§ **Provided data**

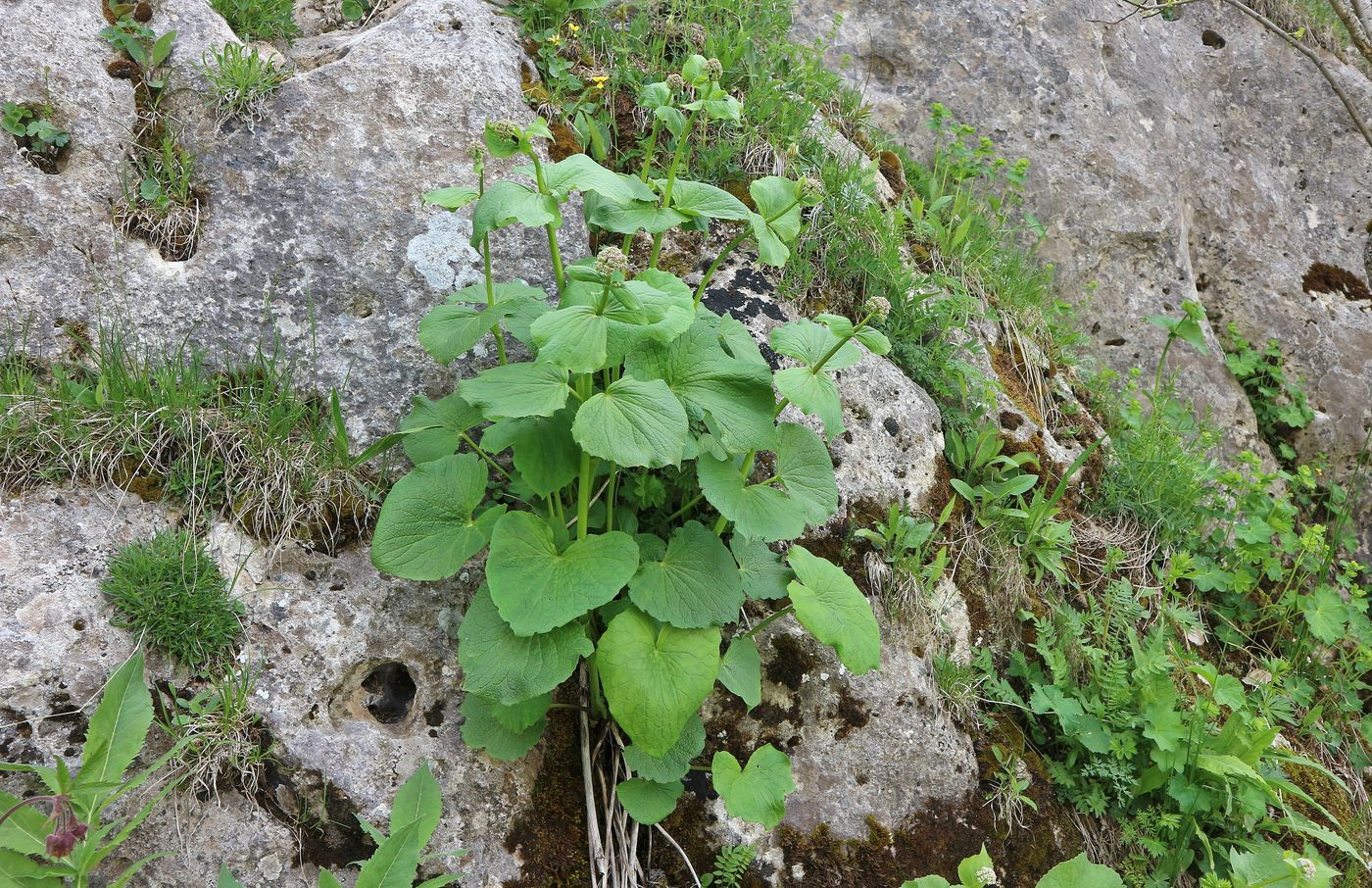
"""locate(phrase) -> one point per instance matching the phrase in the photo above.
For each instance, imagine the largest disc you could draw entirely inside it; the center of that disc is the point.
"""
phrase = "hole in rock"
(391, 692)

§ **Short problem**
Rewrite every item above with each "disc" replaced by "circle" and nothing else changed. Leave the pictures out.

§ **Task answer**
"""locate(phrase) -> one point per instance matching the phrase in the photo above.
For each instance, imagine the largest circle you could draw entirely inside it; the center of that circle is the point.
"""
phrase = "hole in rock"
(391, 692)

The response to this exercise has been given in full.